Problems to solve:
1 – Copy out the passage about Enron's collapse word for word, from "Mr. Skilling's departure" up to and including "in investor confidence.".
2 – Answer these questions using the passage about Enron's collapse:
(a) How much Enron stock did Mr. Lay sell in the year before the company collapsed?
(b) Who warned Mr. Lay in late August 2001 that the Raptors were deeply troubled?
(c) What caused a precipitous drop in investor confidence in late 2001?
3 – Write what comes next in the passage about Enron's collapse, starting after its final sentence.

Mr. Skilling's departure prompted investigations by The Wall Street Journal and others into Enron's labyrinthine finances. Those inquiries explored some of the off-balance-sheet entities used to hide hundreds of millions of dollars of company losses. The public detailing of those activities in late 2001 caused a precipitous drop in investor confidence.

During the last months of 2001, Mr. Lay consistently said that Enron was in excellent financial shape. He also maintained that the off-balance-sheet entities -- including ones run and partly owned by Mr. Fastow, the CFO -- were perfectly proper and had been fully vetted by him and other top company officials.

However, since Enron's fall, Mr. Fastow and others have pleaded guilty to using some of those entities to manipulate the company's finances.

In recent weeks, prosecutors have been quizzing Wall Street securities analysts and others who had dealings with Mr. Lay during the company's final months to ascertain what he was telling them, say people familiar with the inquiry. Investigators also have been questioning former Enron officials about what Mr. Lay was saying, and hearing, during internal company meetings. This was a period when Enron's financial problems were becoming increasingly difficult to mask. Some of the crucial off-balance-sheet structures were using Enron stock to absorb losses on business investments. But Enron's stock price was falling, making these structures ever shakier.

Mr. Lay publicly urged employees and others to buy Enron stock during this period, claiming it was undervalued. At the same time, in the year before Enron's collapse, he sold at least $70 million of Enron stock. Mr. Lay and his supporters have argued that these transactions were perfectly proper and often done because he needed to raise cash for other investment demands. They also say that he passed up opportunities to cash out more of his Enron holdings, believing the share price would rebound.

At one point, in late August 2001, an Enron executive named Sherron Watkins warned Mr. Lay that some of the biggest of the outside financial structures, known as the Raptors, were deeply troubled and could be the focus of a major accounting scandal. Mr. Lay ordered an internal investigation, but the company didn't publicly reveal the problems with the Raptors for weeks. At one point in mid-October, in response to questions from the Journal, Mr. Lay said that he didn't know the entities' names.

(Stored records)
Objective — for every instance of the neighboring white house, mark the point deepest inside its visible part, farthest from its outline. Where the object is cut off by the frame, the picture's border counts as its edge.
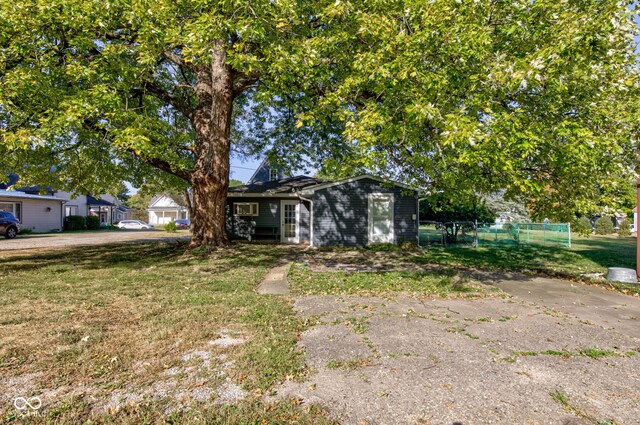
(162, 209)
(38, 213)
(107, 207)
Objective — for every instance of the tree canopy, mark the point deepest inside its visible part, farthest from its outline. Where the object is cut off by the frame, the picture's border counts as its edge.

Responses to the exercise:
1 –
Mr. Skilling's departure prompted investigations by The Wall Street Journal and others into Enron's labyrinthine finances. Those inquiries explored some of the off-balance-sheet entities used to hide hundreds of millions of dollars of company losses. The public detailing of those activities in late 2001 caused a precipitous drop in investor confidence.

2 –
(a) At least $70 million.
(b) Sherron Watkins, an Enron executive.
(c) The public detailing of how off-balance-sheet entities were used to hide hundreds of millions of dollars of company losses.

3 –
Since Enron's bankruptcy, there have been calls for Mr. Lay's indictment from public officials, particularly in the West, where deregulated energy markets were damaged from market manipulation by Enron traders and others. Commenting on the Lay indictment, Sen. Dianne Feinstein (D., Calif.) said yesterday: "This marks another step forward in holding the leaders of Enron accountable for their many misdeeds, which included taking advantage of Californians by manipulating the energy market for financial gain."

By many accounts, Mr. Lay has spent the past two years trying to go about his life as if nothing unusual had happened. He lunches and dines regularly with friends and, most Sundays, attends services at his Methodist church in Houston.

Sue Walden, a Houston public-relations professional who has worked on several civic measures with Mr. Lay -- including the 1996 campaign to build the baseball stadium that was known as Enron Field, before it was renamed Minute Maid Park -- said she had lunch with Mr. Lay a few weeks ago and found him as upbeat as ever. "Ken feels he did nothing wrong. He's a man of faith with a wonderful family that has supported him through all this," she said. "I think that's what keeps him going."

Mr. Lay resigned from several boards but reportedly kept active in some civic groups and issues. Ms. Walden said she asked Mr. Lay during their lunch if he would participate in a political campaign but said he declined. He told her "he was afraid his association would bring more harm than good," she said.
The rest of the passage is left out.